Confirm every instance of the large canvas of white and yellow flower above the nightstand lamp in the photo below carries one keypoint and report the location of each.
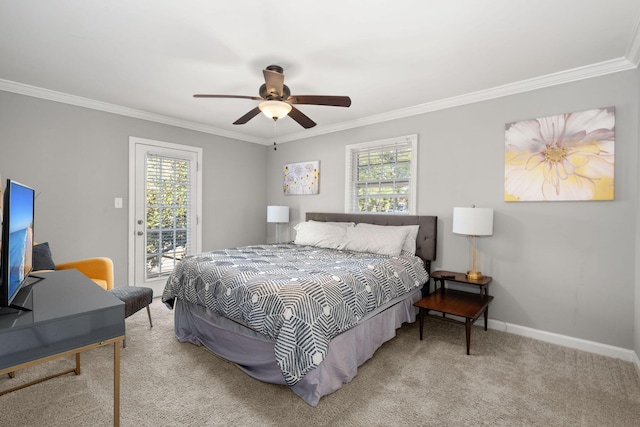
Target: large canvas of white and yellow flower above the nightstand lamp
(564, 157)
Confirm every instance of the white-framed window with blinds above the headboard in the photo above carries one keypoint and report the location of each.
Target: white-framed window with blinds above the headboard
(381, 176)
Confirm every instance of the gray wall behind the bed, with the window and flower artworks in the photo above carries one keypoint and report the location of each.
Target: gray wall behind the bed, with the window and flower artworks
(561, 267)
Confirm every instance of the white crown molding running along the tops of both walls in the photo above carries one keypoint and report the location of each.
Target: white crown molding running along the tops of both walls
(563, 77)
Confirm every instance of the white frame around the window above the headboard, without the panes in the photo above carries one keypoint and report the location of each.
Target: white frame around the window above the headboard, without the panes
(351, 150)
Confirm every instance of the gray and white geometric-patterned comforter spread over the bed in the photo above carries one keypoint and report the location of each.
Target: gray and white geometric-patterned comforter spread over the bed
(299, 296)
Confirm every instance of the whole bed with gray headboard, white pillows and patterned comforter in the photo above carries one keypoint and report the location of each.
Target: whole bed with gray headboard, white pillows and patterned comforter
(305, 315)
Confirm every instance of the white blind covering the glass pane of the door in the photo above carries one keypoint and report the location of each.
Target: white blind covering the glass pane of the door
(168, 201)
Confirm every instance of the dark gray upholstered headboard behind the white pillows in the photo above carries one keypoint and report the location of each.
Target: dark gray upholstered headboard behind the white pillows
(427, 233)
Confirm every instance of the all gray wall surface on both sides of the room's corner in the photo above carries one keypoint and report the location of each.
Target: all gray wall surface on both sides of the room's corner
(563, 267)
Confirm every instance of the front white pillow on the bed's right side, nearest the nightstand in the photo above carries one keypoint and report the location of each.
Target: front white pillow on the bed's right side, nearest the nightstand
(383, 240)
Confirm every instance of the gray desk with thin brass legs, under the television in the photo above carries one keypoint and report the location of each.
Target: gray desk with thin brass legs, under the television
(71, 314)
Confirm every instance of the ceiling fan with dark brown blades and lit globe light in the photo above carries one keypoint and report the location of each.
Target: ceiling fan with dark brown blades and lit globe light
(277, 100)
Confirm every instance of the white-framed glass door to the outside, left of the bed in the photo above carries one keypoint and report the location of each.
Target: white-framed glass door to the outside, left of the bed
(165, 218)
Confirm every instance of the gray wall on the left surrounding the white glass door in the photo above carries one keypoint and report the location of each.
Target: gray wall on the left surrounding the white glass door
(77, 159)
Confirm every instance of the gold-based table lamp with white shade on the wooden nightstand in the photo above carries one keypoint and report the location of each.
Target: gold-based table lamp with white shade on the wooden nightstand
(473, 222)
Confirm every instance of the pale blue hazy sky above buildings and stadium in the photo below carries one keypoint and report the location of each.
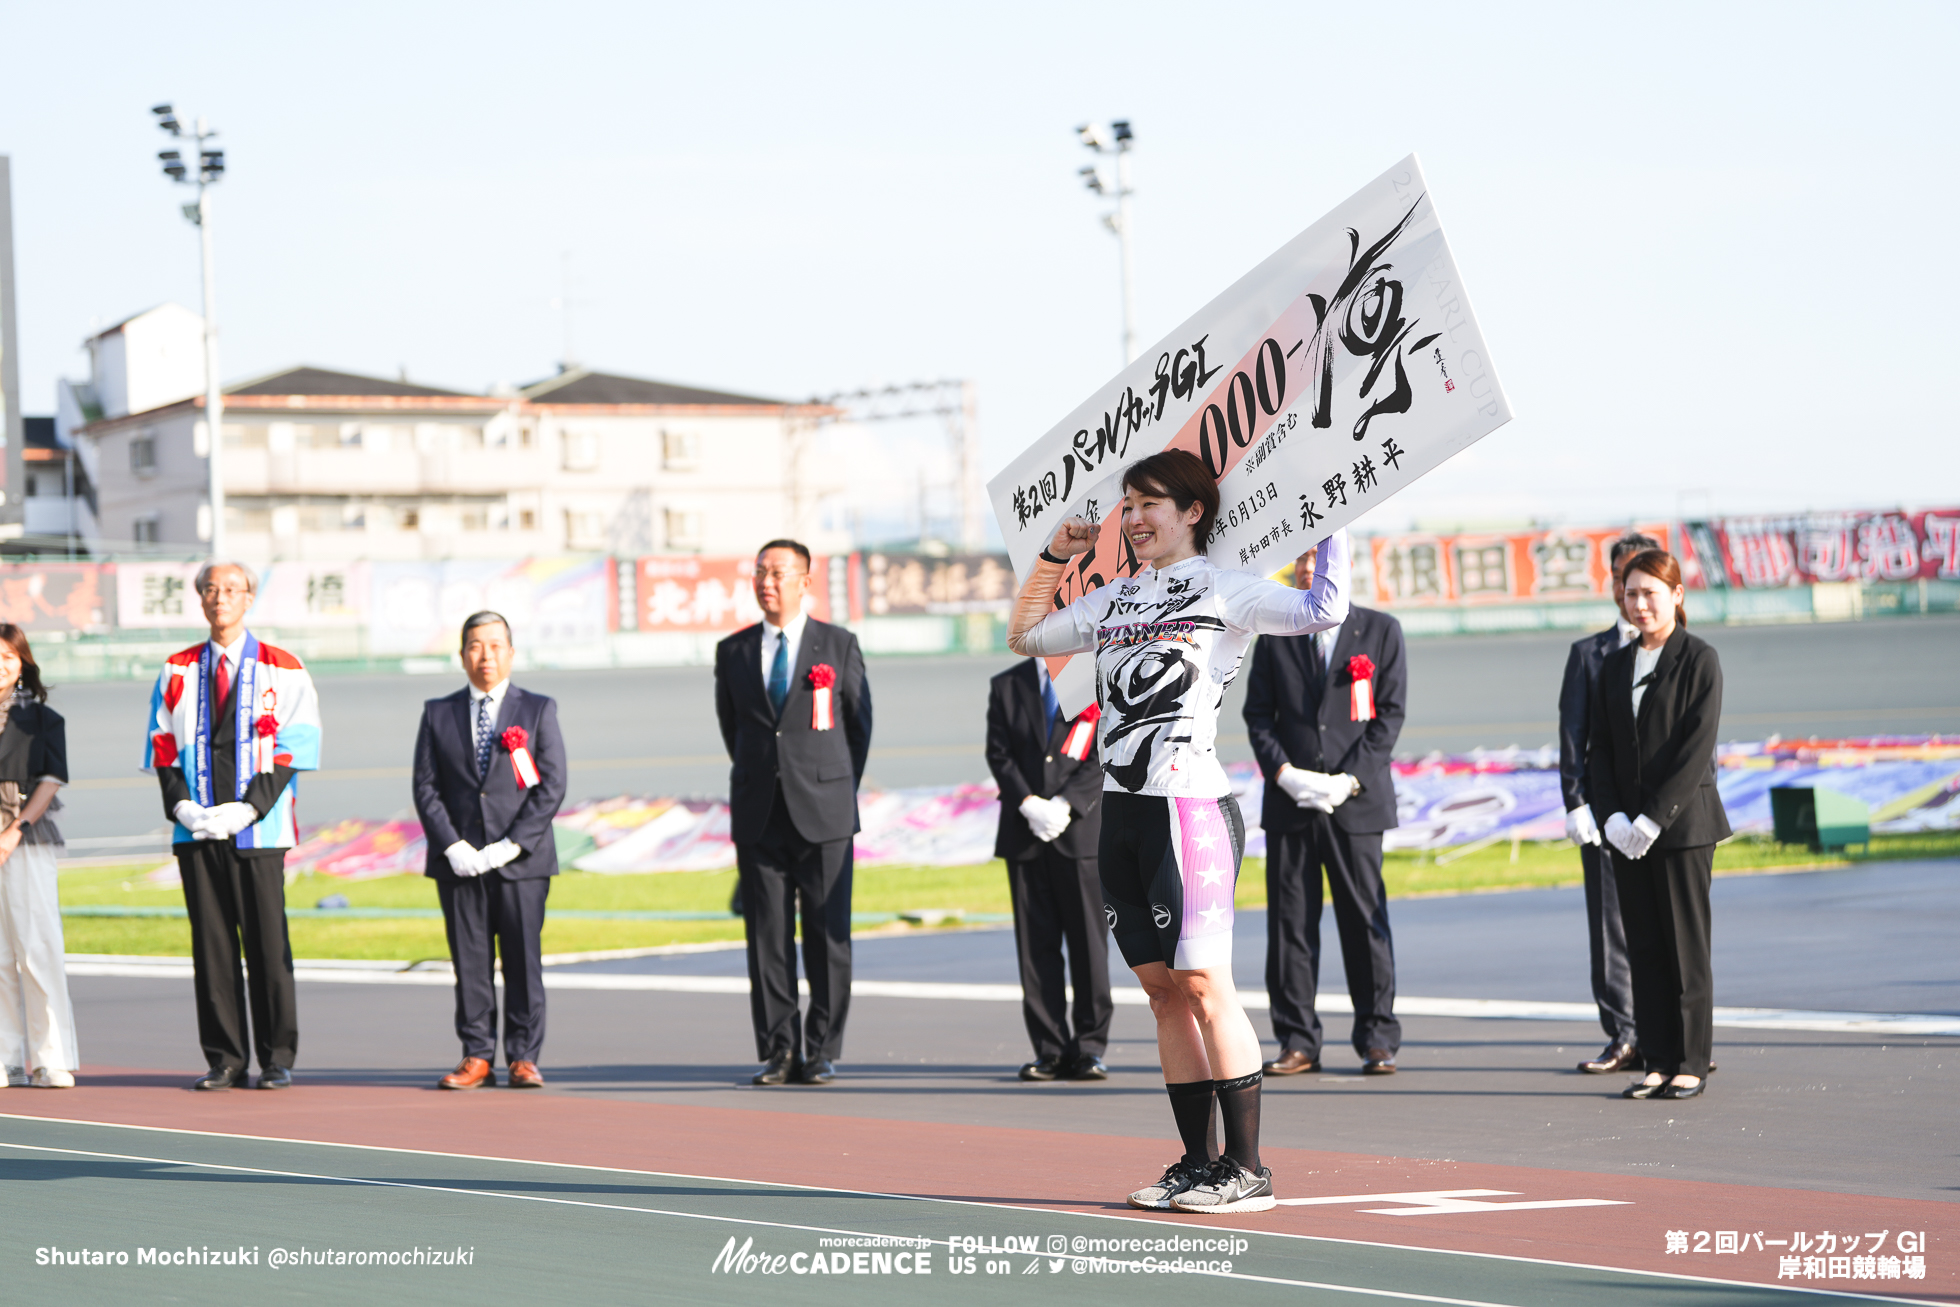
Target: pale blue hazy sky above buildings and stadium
(1698, 238)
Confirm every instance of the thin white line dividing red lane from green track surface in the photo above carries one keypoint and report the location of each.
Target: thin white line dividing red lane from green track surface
(957, 1202)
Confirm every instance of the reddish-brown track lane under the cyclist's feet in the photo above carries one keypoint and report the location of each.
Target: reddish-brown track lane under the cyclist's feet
(1038, 1169)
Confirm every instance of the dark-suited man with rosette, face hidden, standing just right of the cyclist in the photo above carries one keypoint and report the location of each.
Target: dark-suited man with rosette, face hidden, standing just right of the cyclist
(1324, 714)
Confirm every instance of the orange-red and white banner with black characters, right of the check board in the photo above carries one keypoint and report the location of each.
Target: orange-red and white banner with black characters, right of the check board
(1428, 569)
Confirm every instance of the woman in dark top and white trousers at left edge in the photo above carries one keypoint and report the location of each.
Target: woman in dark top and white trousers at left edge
(36, 1018)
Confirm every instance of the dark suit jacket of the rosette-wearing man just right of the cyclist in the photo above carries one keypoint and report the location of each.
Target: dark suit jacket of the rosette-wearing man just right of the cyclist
(1293, 722)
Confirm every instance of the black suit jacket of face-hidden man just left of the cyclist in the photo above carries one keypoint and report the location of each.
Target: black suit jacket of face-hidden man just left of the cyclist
(1026, 757)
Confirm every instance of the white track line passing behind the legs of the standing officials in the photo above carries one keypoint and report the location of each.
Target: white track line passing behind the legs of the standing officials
(1126, 996)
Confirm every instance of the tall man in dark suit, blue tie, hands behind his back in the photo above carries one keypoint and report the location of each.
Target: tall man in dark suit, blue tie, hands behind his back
(797, 720)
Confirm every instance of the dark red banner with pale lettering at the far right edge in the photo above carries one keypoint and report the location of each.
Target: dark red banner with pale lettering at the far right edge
(1765, 554)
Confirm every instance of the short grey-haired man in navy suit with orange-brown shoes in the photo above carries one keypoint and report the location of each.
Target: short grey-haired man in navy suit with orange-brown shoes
(489, 781)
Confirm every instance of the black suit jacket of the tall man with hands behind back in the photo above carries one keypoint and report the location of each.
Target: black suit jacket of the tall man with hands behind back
(818, 771)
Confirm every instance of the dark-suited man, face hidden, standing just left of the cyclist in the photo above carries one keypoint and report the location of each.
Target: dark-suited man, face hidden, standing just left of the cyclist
(1050, 775)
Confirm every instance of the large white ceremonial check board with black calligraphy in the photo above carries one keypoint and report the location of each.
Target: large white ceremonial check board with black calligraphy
(1330, 377)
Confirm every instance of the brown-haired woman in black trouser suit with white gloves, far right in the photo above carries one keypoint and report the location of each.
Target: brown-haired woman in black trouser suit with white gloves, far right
(1651, 765)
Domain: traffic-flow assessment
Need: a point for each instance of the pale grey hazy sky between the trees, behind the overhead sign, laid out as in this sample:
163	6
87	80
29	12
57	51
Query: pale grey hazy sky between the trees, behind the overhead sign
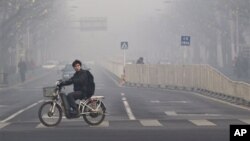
126	21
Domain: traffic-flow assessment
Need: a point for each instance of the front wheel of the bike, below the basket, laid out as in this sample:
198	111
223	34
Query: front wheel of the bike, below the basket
48	116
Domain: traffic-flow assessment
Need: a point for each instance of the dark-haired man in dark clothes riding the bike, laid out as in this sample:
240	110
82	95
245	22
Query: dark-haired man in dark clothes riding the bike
80	80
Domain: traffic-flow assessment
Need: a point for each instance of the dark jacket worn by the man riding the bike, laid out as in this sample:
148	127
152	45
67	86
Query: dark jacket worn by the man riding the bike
79	80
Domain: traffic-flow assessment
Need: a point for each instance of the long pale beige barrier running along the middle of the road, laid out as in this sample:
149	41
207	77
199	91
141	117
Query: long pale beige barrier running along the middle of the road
202	77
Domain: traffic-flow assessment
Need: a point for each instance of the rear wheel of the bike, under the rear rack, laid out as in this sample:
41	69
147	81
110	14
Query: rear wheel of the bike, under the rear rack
94	117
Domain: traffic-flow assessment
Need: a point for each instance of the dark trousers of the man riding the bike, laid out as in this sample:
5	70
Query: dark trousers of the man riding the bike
73	96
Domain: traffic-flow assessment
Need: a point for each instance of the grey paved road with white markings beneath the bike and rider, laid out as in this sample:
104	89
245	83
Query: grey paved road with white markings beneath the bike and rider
133	114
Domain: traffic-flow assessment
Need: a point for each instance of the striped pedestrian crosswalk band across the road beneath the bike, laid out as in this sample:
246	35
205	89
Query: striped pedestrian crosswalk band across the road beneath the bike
141	122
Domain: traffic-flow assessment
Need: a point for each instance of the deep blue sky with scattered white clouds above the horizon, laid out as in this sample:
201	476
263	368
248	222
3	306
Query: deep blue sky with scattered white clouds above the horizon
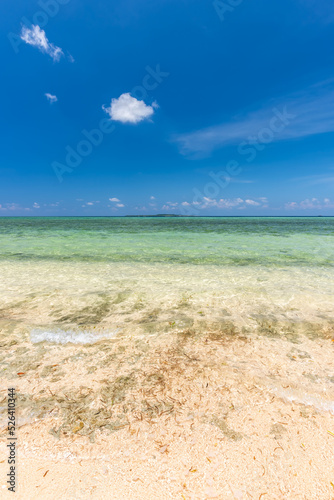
188	107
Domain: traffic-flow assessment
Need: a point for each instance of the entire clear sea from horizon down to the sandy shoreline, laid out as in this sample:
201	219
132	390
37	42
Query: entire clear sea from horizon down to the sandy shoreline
62	275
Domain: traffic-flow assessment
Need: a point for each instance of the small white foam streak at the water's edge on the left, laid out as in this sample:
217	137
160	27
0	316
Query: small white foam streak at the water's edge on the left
68	336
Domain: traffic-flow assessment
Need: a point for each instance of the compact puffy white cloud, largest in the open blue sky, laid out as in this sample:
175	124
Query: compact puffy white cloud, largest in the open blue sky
128	109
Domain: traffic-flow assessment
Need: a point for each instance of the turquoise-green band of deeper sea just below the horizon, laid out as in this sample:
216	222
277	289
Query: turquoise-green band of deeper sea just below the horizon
245	241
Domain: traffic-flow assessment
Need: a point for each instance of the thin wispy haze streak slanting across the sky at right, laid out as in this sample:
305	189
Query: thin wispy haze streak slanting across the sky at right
302	114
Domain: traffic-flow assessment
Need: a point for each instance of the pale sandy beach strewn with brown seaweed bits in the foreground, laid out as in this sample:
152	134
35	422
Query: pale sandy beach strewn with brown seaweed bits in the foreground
218	414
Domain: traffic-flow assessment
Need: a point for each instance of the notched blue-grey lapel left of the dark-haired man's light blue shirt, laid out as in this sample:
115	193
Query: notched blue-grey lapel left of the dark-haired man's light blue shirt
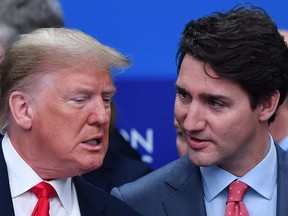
188	198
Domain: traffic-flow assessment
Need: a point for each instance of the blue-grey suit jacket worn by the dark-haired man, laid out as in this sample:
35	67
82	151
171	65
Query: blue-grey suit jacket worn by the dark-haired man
176	189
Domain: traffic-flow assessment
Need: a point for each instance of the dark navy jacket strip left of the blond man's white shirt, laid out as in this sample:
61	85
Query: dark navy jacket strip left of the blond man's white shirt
6	205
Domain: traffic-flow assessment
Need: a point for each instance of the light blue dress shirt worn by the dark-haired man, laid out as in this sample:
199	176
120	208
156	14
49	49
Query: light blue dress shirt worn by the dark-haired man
261	197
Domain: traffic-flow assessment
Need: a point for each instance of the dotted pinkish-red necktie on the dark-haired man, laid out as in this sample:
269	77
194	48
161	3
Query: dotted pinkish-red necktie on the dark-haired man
234	204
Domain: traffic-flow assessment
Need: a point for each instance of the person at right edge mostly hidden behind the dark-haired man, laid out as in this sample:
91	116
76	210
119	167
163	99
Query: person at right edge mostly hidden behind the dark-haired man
279	128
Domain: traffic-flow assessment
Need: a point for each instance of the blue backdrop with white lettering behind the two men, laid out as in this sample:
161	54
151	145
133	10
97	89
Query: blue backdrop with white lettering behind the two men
148	32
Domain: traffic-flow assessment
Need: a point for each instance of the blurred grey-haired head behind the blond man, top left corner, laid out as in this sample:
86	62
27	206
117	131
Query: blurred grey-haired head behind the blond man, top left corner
23	16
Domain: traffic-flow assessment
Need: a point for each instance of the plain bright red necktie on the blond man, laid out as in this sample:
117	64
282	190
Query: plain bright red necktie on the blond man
43	191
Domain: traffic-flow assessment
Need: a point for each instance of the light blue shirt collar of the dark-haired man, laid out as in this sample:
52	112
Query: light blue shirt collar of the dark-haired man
261	178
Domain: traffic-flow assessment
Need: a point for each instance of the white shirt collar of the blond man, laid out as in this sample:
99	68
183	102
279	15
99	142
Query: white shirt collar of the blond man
22	177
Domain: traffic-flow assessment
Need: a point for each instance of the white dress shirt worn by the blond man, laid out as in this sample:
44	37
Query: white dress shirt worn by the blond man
# # # # #
### WHAT TO WORK ON
Provide the lines again, unchanged, from where the data above begins through the line containing "Confirm every instance of the dark gray", both ends included, omitting pictures and adding nothing.

### SOLUTION TO THIS PROBLEM
Confirm every instance of the large canvas of white and yellow flower above the nightstand lamp in the photo below carries one keypoint and report the location of each.
Target: large canvas of white and yellow flower above the nightstand lamp
(564, 157)
Confirm every instance of the white-framed window with blinds above the headboard in the photo above carries one keypoint and report the location of each.
Target: white-framed window with blinds above the headboard
(381, 176)
Confirm every instance of the gray wall behind the bed, with the window and flower artworks in the photo above carries one keypoint and report the location of each.
Target: gray wall behind the bed, with the window and flower artworks
(561, 267)
Confirm every instance of the white crown molding running along the tops of both walls in the photo above carries one keypoint and report the location of each.
Target: white crown molding running along the tops of both walls
(563, 77)
Confirm every instance of the white frame around the window above the headboard, without the panes in the photo above carries one keypoint and report the location of each.
Target: white frame around the window above the headboard, without the panes
(351, 150)
Confirm every instance of the gray and white geometric-patterned comforter spread over the bed in the photo above carries one keypoint and report the location of each.
Target: gray and white geometric-patterned comforter spread over the bed
(299, 296)
Confirm every instance of the whole bed with gray headboard, white pillows and patterned comforter in the photo above carries one keypoint and report the location of each.
Target: whole bed with gray headboard, white pillows and patterned comforter
(305, 315)
Confirm every instance of the white blind covering the glass pane of the door in the photo above carries one keypoint and report the location of each.
Target: white blind covering the glass pane of the door
(168, 201)
Confirm every instance of the dark gray upholstered headboard behind the white pillows in the photo above carries one keypoint and report the location of each.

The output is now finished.